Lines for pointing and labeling
====================
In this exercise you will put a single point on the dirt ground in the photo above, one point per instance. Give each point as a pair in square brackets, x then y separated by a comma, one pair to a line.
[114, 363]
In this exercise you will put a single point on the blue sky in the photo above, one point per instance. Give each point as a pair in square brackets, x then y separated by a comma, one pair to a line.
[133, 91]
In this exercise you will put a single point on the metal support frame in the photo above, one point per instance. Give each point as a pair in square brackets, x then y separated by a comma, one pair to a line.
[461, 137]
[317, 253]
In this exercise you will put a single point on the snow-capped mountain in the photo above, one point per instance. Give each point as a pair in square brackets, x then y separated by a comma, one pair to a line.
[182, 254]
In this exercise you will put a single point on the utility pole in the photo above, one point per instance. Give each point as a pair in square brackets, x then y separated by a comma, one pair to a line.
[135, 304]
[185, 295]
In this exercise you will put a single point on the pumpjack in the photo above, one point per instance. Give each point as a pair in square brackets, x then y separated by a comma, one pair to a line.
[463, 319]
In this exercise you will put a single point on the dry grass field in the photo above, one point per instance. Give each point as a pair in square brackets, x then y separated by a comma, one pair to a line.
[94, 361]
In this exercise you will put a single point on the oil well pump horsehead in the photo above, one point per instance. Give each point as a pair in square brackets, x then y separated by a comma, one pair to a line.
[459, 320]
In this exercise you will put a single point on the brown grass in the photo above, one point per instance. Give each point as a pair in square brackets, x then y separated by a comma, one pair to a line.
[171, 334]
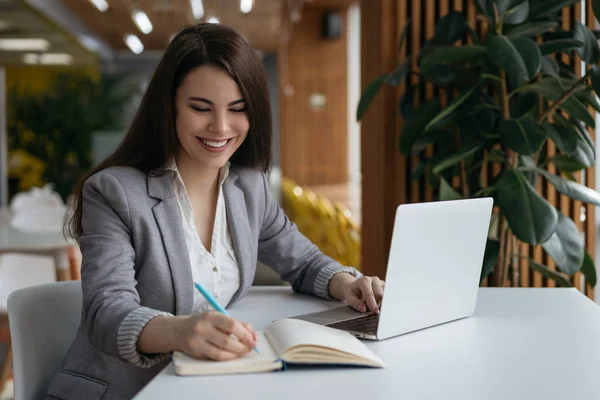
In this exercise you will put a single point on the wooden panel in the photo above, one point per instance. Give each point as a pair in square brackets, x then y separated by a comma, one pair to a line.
[314, 141]
[383, 25]
[378, 130]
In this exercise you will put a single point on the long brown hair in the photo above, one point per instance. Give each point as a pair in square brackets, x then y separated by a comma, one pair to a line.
[151, 140]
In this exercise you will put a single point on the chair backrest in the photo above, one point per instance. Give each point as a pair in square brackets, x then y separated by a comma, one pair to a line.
[43, 323]
[48, 219]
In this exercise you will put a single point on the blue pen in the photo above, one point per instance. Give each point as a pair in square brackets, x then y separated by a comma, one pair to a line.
[214, 303]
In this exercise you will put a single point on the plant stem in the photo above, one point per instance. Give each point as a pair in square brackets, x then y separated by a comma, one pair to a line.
====================
Arrange everything from the line containing "the blue pen" down to the last of the lines as a Markdown table with two columns, Row and Line. Number each line in order, and leave out any blank lines.

Solution ->
| Row | Line |
|---|---|
| 1 | In this exercise you will put a single point on the blue pen in the photo above, one point per instance. Give each point as a pair in square brackets, x then y separated by a comma, one pair to a line. |
| 2 | [214, 303] |
| 3 | In this exercise you will put a single point on the plant stem in the photo above, one point per instance. Give each point as a pair in square brackets, x then y separated by a comma, one pair to a line. |